What you have to do
Which lines of the entries below run from the one holding "column 160, row 172" to the one holding "column 380, row 87", inclusive? Set down exactly those lines and no others.

Photo-based referring expression data
──────────
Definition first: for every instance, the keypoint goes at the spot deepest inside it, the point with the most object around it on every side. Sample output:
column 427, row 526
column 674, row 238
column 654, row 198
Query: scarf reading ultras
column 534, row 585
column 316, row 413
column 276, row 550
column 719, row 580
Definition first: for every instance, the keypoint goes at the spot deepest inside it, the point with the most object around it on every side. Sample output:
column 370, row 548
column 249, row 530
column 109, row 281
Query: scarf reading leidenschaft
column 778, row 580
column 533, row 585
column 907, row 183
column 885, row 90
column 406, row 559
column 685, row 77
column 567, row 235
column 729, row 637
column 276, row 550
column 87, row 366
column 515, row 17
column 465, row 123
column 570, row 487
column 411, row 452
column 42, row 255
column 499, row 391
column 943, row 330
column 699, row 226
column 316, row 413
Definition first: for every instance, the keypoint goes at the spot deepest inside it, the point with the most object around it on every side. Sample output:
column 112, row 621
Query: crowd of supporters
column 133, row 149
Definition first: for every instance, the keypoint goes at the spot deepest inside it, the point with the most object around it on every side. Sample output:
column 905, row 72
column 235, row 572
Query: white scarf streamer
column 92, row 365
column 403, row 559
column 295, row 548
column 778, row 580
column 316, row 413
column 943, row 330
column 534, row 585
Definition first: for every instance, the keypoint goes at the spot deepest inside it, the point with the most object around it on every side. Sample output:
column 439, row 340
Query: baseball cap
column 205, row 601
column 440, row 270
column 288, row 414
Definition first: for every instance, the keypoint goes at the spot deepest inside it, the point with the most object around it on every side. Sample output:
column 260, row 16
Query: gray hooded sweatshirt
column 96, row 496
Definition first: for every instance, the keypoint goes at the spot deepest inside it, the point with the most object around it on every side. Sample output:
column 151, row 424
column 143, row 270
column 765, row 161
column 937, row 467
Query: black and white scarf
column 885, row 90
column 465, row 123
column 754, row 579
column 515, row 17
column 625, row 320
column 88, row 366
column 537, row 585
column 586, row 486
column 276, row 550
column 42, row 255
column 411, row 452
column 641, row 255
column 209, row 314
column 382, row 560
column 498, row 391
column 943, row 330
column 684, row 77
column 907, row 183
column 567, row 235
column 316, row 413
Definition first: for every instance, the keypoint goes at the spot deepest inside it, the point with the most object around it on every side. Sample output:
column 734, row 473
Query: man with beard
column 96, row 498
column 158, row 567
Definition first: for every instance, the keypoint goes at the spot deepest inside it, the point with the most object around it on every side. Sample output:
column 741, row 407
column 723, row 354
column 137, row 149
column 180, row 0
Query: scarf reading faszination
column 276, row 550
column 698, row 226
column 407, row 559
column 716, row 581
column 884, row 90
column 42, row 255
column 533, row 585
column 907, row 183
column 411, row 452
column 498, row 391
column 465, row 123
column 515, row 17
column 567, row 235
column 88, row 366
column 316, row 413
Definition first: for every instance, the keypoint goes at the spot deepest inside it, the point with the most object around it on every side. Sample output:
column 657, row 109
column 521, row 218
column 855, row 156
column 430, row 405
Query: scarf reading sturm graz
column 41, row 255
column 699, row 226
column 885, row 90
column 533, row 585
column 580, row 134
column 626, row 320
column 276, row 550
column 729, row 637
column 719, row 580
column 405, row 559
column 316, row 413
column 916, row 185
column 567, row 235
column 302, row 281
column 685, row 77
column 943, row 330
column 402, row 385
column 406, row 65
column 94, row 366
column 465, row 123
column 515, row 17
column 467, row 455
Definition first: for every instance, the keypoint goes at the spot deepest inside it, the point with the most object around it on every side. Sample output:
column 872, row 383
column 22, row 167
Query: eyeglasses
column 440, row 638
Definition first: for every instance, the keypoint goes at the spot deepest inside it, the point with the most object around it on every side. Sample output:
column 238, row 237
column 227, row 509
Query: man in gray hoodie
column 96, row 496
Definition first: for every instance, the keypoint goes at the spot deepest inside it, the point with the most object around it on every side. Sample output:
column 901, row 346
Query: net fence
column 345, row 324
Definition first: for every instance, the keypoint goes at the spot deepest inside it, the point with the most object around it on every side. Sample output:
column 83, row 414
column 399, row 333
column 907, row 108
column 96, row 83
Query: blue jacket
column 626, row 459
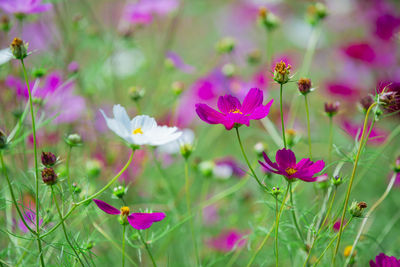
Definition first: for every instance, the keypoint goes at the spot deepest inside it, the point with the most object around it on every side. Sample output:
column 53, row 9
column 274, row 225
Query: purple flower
column 138, row 221
column 24, row 6
column 30, row 219
column 286, row 166
column 178, row 62
column 233, row 113
column 227, row 241
column 142, row 12
column 382, row 260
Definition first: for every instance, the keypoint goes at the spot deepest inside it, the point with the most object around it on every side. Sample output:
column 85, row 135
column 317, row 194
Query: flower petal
column 141, row 221
column 253, row 99
column 107, row 208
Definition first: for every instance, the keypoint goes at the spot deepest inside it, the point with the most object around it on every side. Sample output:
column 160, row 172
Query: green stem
column 282, row 120
column 351, row 183
column 308, row 126
column 247, row 160
column 320, row 228
column 330, row 139
column 277, row 226
column 75, row 205
column 368, row 215
column 123, row 245
column 330, row 244
column 189, row 210
column 63, row 226
column 300, row 234
column 147, row 249
column 36, row 162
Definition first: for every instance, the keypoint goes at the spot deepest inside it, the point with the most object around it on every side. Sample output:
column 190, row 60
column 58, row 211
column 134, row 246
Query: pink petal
column 107, row 208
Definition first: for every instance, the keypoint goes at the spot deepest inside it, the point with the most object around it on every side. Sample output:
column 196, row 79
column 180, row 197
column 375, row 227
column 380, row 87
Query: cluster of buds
column 356, row 209
column 331, row 109
column 226, row 45
column 267, row 19
column 316, row 13
column 136, row 93
column 19, row 48
column 119, row 191
column 3, row 140
column 5, row 24
column 281, row 72
column 304, row 85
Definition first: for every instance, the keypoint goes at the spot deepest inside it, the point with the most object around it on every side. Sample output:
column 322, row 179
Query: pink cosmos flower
column 138, row 221
column 227, row 241
column 383, row 260
column 24, row 6
column 233, row 113
column 286, row 166
column 143, row 11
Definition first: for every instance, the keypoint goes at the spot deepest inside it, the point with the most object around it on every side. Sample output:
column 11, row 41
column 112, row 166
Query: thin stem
column 123, row 245
column 75, row 205
column 36, row 162
column 320, row 228
column 368, row 215
column 247, row 160
column 67, row 169
column 308, row 126
column 63, row 226
column 294, row 214
column 351, row 182
column 189, row 210
column 330, row 243
column 330, row 139
column 277, row 226
column 282, row 120
column 147, row 249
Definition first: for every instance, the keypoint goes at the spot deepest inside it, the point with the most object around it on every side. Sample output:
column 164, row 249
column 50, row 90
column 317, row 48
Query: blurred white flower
column 141, row 130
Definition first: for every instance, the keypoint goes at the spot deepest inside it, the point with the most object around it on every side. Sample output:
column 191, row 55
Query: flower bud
column 356, row 209
column 49, row 176
column 5, row 24
column 315, row 13
column 331, row 109
column 178, row 87
column 228, row 70
column 396, row 167
column 136, row 93
column 74, row 140
column 226, row 45
column 206, row 168
column 19, row 48
column 304, row 85
column 119, row 191
column 93, row 168
column 259, row 148
column 281, row 72
column 3, row 140
column 275, row 191
column 48, row 159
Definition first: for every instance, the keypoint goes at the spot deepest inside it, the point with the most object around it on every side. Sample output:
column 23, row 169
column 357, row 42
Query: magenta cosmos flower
column 286, row 166
column 382, row 260
column 233, row 113
column 24, row 6
column 138, row 221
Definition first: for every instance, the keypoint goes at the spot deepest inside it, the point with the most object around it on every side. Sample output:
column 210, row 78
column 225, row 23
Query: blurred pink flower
column 143, row 11
column 24, row 6
column 227, row 241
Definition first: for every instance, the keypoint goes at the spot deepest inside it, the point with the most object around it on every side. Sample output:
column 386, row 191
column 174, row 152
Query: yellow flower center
column 125, row 211
column 235, row 111
column 137, row 131
column 290, row 171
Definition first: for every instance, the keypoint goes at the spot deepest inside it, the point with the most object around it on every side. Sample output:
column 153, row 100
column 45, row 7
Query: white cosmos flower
column 141, row 130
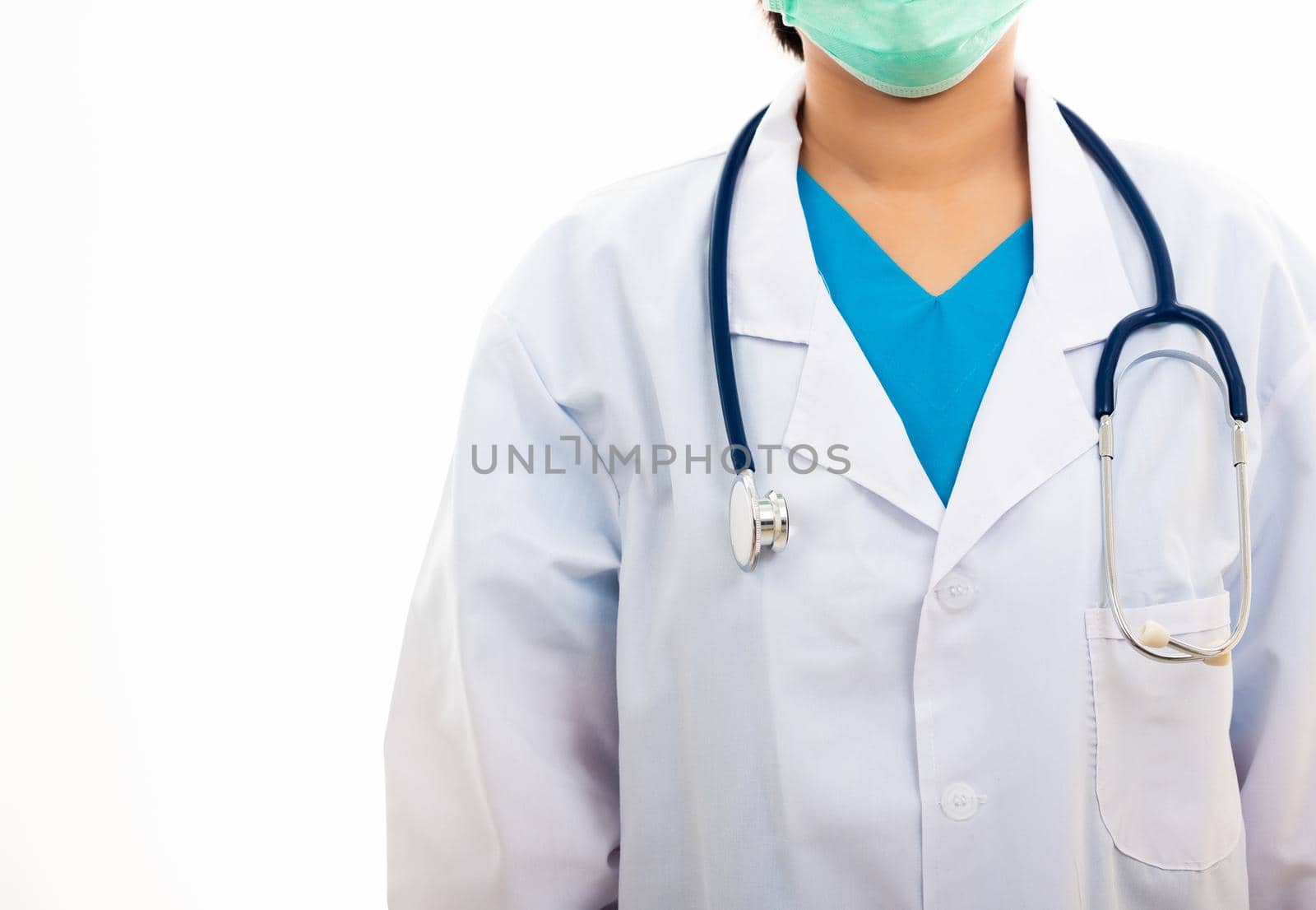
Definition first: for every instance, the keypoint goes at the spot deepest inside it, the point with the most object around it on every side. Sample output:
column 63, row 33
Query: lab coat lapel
column 776, row 293
column 1035, row 419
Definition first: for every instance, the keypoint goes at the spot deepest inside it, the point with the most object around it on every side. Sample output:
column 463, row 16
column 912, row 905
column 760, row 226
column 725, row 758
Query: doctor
column 924, row 701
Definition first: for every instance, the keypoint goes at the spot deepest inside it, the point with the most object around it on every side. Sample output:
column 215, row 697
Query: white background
column 243, row 252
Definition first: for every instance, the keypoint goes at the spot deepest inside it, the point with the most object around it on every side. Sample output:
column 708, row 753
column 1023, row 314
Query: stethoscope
column 763, row 522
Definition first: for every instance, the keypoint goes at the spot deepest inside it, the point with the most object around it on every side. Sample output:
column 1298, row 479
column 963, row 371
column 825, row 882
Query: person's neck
column 920, row 145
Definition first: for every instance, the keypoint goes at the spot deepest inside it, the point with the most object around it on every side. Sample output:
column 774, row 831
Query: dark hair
column 789, row 37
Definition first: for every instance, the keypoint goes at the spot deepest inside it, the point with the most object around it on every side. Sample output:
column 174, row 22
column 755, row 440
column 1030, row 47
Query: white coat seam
column 517, row 337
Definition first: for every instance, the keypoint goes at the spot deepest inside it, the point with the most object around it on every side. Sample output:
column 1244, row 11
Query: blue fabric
column 932, row 355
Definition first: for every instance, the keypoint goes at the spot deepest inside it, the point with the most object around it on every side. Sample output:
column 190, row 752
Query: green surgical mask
column 907, row 48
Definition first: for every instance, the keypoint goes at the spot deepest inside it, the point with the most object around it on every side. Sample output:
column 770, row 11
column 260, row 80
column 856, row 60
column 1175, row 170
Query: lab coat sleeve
column 502, row 741
column 1274, row 727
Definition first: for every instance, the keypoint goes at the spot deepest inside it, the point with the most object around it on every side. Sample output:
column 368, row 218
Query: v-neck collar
column 861, row 243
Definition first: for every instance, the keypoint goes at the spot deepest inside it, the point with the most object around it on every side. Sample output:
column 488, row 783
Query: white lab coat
column 911, row 705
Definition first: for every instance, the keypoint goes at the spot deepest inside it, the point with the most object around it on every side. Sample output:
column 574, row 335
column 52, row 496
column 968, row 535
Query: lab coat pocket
column 1165, row 778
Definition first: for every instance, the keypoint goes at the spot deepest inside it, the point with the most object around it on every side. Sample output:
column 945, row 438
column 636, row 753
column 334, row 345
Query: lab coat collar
column 1033, row 419
column 773, row 280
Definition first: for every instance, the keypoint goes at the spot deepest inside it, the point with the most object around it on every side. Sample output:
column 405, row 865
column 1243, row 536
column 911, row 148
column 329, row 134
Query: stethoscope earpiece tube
column 719, row 315
column 1166, row 309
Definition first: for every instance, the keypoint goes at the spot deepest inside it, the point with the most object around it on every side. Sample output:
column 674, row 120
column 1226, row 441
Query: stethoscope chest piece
column 756, row 523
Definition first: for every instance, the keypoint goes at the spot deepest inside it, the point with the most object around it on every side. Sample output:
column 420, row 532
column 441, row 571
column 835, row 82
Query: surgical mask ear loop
column 1153, row 638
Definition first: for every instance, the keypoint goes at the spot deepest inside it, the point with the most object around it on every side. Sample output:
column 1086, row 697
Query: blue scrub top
column 932, row 355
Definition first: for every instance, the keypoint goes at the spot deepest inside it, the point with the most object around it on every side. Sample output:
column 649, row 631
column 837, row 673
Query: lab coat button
column 960, row 802
column 956, row 592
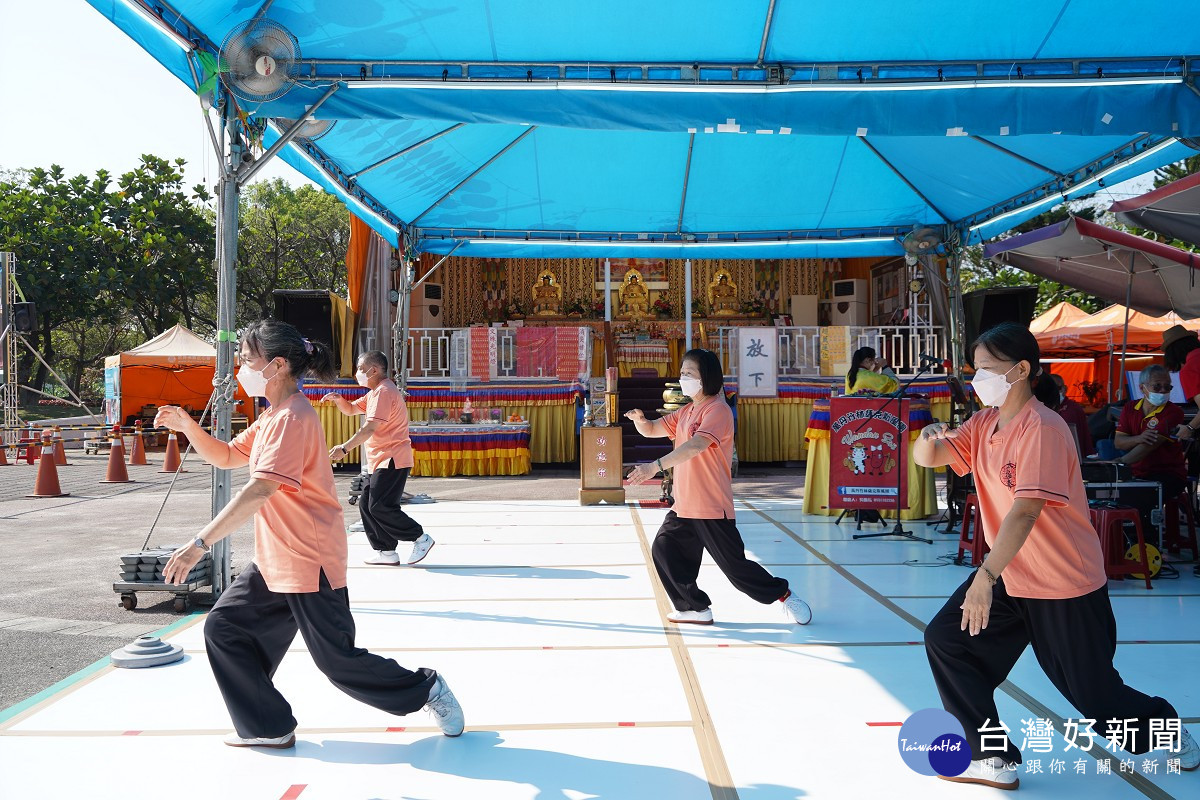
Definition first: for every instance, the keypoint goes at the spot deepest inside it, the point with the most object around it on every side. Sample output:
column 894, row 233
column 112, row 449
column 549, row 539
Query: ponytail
column 274, row 338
──────────
Solution to the exercise
column 160, row 172
Query: green stem
column 282, row 120
column 351, row 183
column 308, row 126
column 247, row 160
column 320, row 228
column 330, row 139
column 277, row 226
column 75, row 205
column 368, row 215
column 123, row 245
column 330, row 244
column 189, row 210
column 63, row 226
column 300, row 234
column 147, row 249
column 36, row 162
Definition first: for every instance, the keypoint goes at the spot deepest inside it, the point with the most object around it on every side. Sample output:
column 190, row 60
column 58, row 211
column 134, row 246
Query: pink petal
column 107, row 208
Definition first: for every instance, the keypoint goes at the spot deepest inside it, the point with the most object around it on every side. Sample output:
column 196, row 79
column 180, row 197
column 375, row 227
column 380, row 87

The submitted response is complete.